*Your instructions*: In the festival article, copy out everything from "There is no" down to "roughly 20 minutes.".

Honoree Peter Rowan, The Infamous Stringdusters and more perform at inaugural, 3-day American Music Legacy Festival in Dillon
Musical legend played with ‘Father of Bluegrass’ Bill Monroe
A new festival is debuting at the Dillon Amphitheater this weekend. Called the American Music Legacy Festival, the one-of-a-kind event will see talented musicians play modern and classic bluegrass — in addition to blurring genres — from Friday, July 23, through Sunday, July 25.
As the name implies, the inaugural festival is about preserving America’s diverse musical history. Film crews will interview the artists backstage as well as capture the live performances. Footage of each show will be archived online and made available to museums.
Peak Performances founder and CEO Mike O’Brien got the idea for the documentary from Martin Scorsese’s “The Last Waltz” film about The Band, and he solidified his desire to create the festival after the death of country folk singer-songwriter John Prine in April 2020.
“We should celebrate people while we still have them,” O’Brien said. As the programming director for the venue, he is in charge of regularly booking talent each season and used his skills to put together an all-star lineup.
Starting at 6 p.m. Friday, people can hear Fireside Collective, The Lil Smokies and The Del McCoury Band. Saturday’s concert begins at 4 p.m. and the day includes the Tim O’Brien Band and The Infamous Stringdusters. Closing out on Sunday is Ferguson, Carbone and Peck, Bowregard, Dan Tyminski Band and Railroad Earth.
Honoree Peter Rowan performs all three nights: first with Big Mon on Friday, solo on Saturday and with Los Texmaniacs on Sunday. Lastly, a jam session that puts a cap on the festival has Rowan, Bill Nershi from The String Cheese Incident, Railroad Earth and Tyminski — known for being a member of Alison Krauss’ band Union Station and George Clooney’s singing voice in “O Brother, Where Art Thou?” — confirmed to perform.
“There’s going to be a lot of collaboration and cross pollination,” O’Brien said. “There’s going to be quite a few really musical gems reveled on that stage. The stew of players mixing up on the stage together, I’m excited. Sometimes you feel like you’ve seen it all, but I’m looking forward to it not only as a producer but as a fan.”
There is no set schedule, but O’Brien said the first acts will perform for about 30 minutes, 75 minutes for the middle acts and headliners end the evening with 90 minutes. Sunday’s finale is expected to last roughly 20 minutes.
What: American Music Legacy Festival
When: Friday, July 23, through Sunday, July 25
Where: Dillon Amphitheater, 201 W. Lodgepole St.
Cost: $35 per day with three-day passes starting at $99. Visit DillonAmphitheater.com to purchase.
O’Brien selected the groups based on Rowan’s influence. He and Del McCoury were both members of the Blue Grass Boys with Bill Monroe, known as the “Father of Bluegrass.” The Grammy winner has also notably toured with Railroad Earth to play the entirety of “Old & in the Way,” the bestselling 1973 album made by Rowan, Vassar Clements, Jerry Garcia, David Grisman and John Kahn.
Future editions of the festival — in which O’Brien hopes to honor musicians such as Emmylou Harris, Bonnie Raitt and Neil Young — will likewise be tailored to the specific honoree.
O’Brien chose Rowan because he frequently heard other bands cover his songs, like “Panama Red,” for instance, while staying under the radar and believing Rowan deserves wider acclaim. He’s worked with Rowan over 20 times since 1994, as well.

*Available data*:
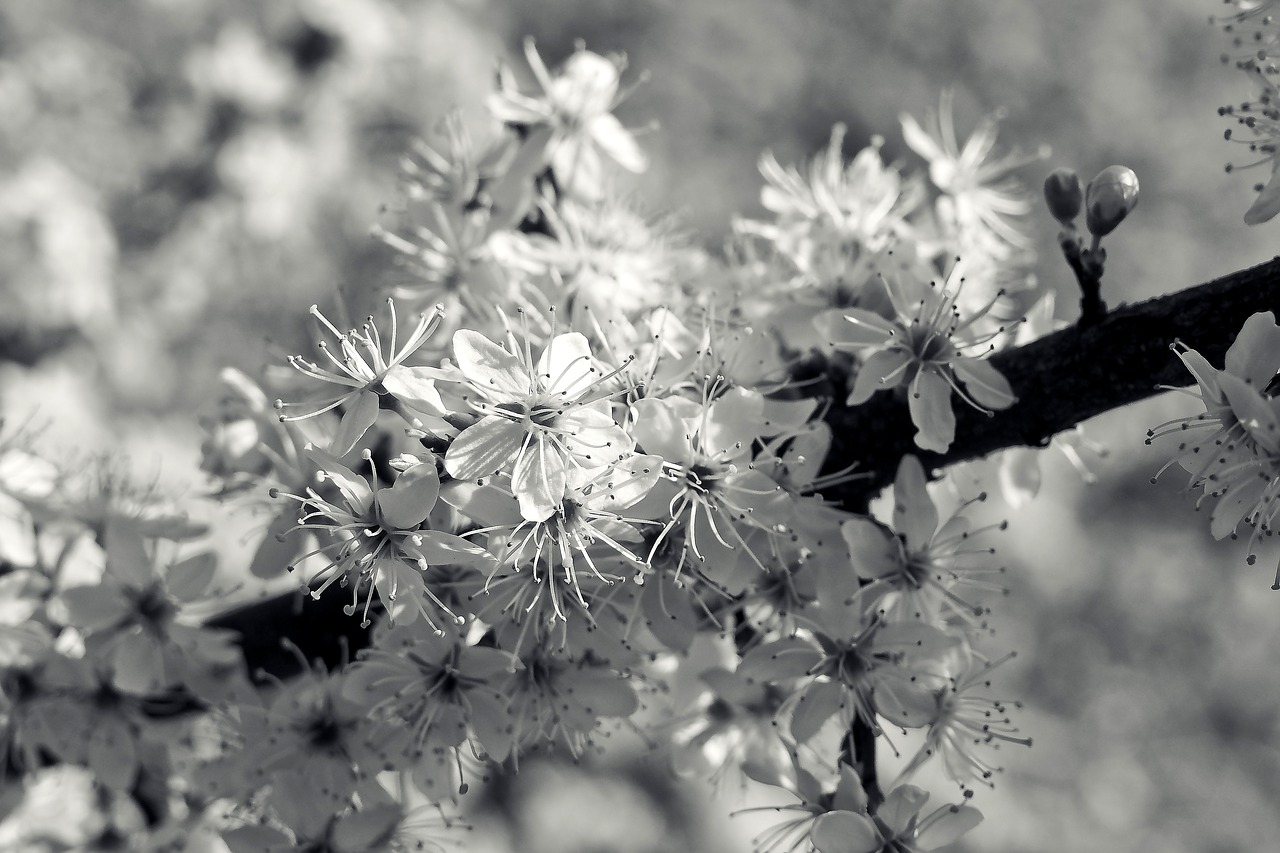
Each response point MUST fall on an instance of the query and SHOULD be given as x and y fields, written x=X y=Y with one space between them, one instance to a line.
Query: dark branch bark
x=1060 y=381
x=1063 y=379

*Final result*:
There is no set schedule, but O’Brien said the first acts will perform for about 30 minutes, 75 minutes for the middle acts and headliners end the evening with 90 minutes. Sunday’s finale is expected to last roughly 20 minutes.